WHAT YOU ARE ASKED TO DO: Revise the part of the rows that opens with the line containing "bed, it would be much appreciated." and runs through the end of the rows, swapping "background" for "exterior" and leaving everything else unchanged. Return only those lines.

GIVEN RECORDS:

◆ ◆ ◆ ◆ ◆ ◆ ◆

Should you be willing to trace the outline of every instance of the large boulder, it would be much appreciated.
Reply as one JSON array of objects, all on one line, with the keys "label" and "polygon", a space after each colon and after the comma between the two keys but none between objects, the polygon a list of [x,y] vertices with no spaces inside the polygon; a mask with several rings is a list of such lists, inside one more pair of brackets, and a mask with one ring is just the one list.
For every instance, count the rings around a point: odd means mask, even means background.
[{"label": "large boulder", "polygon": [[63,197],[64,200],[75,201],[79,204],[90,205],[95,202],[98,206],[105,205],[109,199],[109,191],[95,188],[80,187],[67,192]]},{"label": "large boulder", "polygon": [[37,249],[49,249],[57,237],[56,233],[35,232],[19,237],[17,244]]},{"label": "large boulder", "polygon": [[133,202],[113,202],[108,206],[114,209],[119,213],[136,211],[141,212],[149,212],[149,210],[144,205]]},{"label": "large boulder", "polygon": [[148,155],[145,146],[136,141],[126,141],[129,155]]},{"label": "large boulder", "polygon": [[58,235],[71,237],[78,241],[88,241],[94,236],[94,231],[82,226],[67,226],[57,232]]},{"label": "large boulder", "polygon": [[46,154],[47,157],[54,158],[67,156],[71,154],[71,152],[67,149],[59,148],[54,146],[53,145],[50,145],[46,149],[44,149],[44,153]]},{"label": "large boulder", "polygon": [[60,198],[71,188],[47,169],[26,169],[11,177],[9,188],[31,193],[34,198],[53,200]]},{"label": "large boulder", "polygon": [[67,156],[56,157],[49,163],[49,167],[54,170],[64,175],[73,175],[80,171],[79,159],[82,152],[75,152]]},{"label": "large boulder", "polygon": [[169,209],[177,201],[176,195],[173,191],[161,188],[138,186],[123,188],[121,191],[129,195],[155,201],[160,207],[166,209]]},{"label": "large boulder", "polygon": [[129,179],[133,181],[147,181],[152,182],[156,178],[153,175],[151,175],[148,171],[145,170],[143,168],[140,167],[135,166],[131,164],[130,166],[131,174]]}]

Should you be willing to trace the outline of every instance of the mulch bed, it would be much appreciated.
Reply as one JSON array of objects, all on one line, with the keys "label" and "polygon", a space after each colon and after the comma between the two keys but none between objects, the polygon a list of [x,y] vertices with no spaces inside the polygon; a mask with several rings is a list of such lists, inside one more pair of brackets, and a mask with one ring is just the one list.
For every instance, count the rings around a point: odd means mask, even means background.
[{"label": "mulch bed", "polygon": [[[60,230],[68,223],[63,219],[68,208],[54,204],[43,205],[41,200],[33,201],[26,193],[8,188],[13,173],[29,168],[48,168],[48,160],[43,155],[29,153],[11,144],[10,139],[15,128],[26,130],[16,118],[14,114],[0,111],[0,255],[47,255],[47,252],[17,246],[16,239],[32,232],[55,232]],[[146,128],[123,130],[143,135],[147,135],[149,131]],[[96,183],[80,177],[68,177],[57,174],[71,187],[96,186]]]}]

◆ ◆ ◆ ◆ ◆ ◆ ◆

WRITTEN RESPONSE:
Should you be willing to trace the outline of every instance of the mulch bed, it would be much appreciated.
Reply as one JSON array of objects, all on one line, with the keys "label" and "polygon", a space after each colon and after the comma between the two keys but none between objects, the polygon a list of [x,y] vertices with no spaces inside the polygon; a mask with several rings is a list of such lists, inside one more pair of brackets, and a mask with one ring is just the one list.
For every instance, count the rings around a point: odd means mask, even means exterior.
[{"label": "mulch bed", "polygon": [[[60,230],[68,223],[63,219],[68,208],[54,204],[43,205],[41,200],[33,201],[26,193],[8,188],[13,173],[29,168],[48,168],[48,160],[43,155],[29,153],[11,144],[10,139],[15,128],[26,130],[16,118],[14,114],[0,111],[0,255],[47,255],[47,252],[17,246],[16,239],[32,232],[55,232]],[[146,128],[123,130],[143,135],[147,135],[149,131]],[[96,183],[80,177],[68,177],[57,174],[71,187],[96,186]]]}]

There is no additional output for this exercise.